[Exercise description] For the listing below, count the lines that contain "frame" and report only the number.
━━━ Dataset extract
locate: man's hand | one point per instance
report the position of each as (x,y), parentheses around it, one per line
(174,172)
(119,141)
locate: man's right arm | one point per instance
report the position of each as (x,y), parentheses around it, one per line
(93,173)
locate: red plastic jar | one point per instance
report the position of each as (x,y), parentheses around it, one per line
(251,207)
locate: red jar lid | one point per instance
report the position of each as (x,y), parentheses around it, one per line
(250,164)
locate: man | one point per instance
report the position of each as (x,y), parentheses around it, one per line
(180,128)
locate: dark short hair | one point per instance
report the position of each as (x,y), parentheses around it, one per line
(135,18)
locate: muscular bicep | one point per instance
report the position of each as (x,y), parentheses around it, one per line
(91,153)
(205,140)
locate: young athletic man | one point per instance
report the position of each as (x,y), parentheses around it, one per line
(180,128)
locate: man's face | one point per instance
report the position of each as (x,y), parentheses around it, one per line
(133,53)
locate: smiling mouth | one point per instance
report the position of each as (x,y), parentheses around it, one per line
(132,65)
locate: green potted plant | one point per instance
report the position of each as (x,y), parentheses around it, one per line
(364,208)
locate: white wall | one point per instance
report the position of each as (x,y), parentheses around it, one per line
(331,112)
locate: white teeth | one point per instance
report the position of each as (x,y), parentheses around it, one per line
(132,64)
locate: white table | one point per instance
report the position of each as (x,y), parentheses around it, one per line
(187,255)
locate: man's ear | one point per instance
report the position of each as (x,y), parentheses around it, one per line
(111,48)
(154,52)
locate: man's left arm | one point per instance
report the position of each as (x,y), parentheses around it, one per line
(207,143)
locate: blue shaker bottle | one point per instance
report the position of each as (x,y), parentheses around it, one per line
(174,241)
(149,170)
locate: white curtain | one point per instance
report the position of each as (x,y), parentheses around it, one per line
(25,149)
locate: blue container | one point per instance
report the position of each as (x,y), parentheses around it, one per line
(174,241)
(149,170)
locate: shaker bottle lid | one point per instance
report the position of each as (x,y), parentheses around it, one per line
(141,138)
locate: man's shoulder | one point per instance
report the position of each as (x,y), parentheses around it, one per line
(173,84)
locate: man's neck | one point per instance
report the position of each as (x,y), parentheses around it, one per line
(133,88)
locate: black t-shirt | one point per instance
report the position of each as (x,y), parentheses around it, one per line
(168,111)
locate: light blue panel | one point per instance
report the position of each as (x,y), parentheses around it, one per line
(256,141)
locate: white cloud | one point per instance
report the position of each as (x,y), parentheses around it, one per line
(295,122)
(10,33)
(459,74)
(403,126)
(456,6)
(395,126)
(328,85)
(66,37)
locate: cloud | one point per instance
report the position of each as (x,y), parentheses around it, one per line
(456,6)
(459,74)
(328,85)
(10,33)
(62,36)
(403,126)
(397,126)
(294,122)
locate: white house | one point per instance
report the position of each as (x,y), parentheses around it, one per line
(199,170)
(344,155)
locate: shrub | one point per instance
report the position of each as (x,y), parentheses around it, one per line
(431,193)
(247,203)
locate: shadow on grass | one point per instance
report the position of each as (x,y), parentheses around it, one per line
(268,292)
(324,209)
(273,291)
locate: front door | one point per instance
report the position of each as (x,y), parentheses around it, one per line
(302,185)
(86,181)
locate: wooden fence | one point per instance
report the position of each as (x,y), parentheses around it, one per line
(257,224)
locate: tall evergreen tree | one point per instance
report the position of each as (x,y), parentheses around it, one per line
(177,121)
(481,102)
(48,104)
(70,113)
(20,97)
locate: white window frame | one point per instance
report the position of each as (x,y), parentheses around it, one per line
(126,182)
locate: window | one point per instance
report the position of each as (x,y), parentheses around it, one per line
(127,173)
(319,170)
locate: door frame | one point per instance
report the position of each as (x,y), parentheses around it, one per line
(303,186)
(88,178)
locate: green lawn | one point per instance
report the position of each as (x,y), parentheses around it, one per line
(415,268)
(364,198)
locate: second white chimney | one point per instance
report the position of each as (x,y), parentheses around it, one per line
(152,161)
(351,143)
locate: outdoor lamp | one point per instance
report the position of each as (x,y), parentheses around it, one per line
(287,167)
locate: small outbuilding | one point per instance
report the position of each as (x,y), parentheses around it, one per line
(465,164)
━━━━━━
[Final answer] 2